SOURCE EXTRACT start
Ultimate X is a limited series from Marvel Comics written by Jeph Loeb with pencils by Art Adams, originally planned as an ongoing bi-monthly series.

The story picks up after the events in Ultimatum and serves as a quasi-sequel/spin-off of Ultimate X-Men. Originally scheduled to be published bi-monthly, alternating months with Loeb's other Ultimate title Ultimate Comics: New Ultimates, X had long repeated delays, and became instead a prologue to Ultimate Comics: X-Men.

Characters
 Jimmy Hudson: The son of Wolverine, and adopted son of the Hudsons. He has a healing factor and retractable claws, which he is able to cover with organic metal, much like Colossus.
 Karen Grant/Jean Grey: A former member of the X-Men, Jean assumes the name of Karen Grant.
 Derek Morgan: A young mutant from Chicago. He is able to fly by growing a pair of birdlike wings which can be retracted. When he grows his wings out, his eyes turn red, his fingernails grow into talons, and his canine teeth appear to become sharp.
SOURCE EXTRACT end
→ **SHORT TASK 1**:
According to the comics passage, what does Jimmy Hudson cover his retractable claws with?
SUPPLIED DATA start
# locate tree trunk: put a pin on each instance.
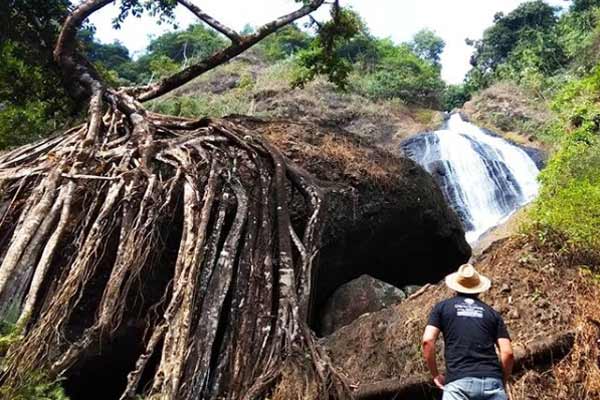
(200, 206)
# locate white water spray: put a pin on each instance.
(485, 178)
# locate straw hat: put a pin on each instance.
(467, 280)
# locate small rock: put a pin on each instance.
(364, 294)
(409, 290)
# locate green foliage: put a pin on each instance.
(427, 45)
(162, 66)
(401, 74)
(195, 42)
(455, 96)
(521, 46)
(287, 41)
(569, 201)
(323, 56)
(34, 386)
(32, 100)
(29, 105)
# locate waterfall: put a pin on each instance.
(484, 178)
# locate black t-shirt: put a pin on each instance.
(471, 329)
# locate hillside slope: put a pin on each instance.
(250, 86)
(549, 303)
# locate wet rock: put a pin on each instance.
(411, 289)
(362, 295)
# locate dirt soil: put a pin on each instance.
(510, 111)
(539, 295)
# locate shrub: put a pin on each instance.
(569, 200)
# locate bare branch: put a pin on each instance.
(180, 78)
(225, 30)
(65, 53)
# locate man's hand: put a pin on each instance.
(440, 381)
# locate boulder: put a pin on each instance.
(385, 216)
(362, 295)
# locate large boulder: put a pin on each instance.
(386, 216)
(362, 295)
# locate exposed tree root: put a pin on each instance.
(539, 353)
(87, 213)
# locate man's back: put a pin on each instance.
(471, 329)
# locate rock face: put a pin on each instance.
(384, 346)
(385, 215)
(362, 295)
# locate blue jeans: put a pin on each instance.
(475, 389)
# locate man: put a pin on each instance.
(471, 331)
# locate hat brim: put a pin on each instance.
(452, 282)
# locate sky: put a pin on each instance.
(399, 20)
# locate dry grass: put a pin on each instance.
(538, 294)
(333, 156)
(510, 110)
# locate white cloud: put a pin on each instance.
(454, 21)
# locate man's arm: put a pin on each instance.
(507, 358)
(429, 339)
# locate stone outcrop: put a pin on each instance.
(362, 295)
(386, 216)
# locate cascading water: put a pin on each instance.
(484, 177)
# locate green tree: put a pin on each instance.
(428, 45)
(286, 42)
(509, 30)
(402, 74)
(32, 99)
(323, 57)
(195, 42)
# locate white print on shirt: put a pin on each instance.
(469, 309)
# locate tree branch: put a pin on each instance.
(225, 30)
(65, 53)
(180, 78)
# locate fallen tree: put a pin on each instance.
SUPPLIED DATA end
→ **SHORT TASK 2**:
Identify every line in the entries above that contains the word "rock".

→ **FINISHED ANSWER 1**:
Organic metal.

→ **FINISHED ANSWER 2**:
# locate small rock: put a pin on each instance.
# locate wet rock: put a pin on each instance.
# locate rock face: put a pin on each instance.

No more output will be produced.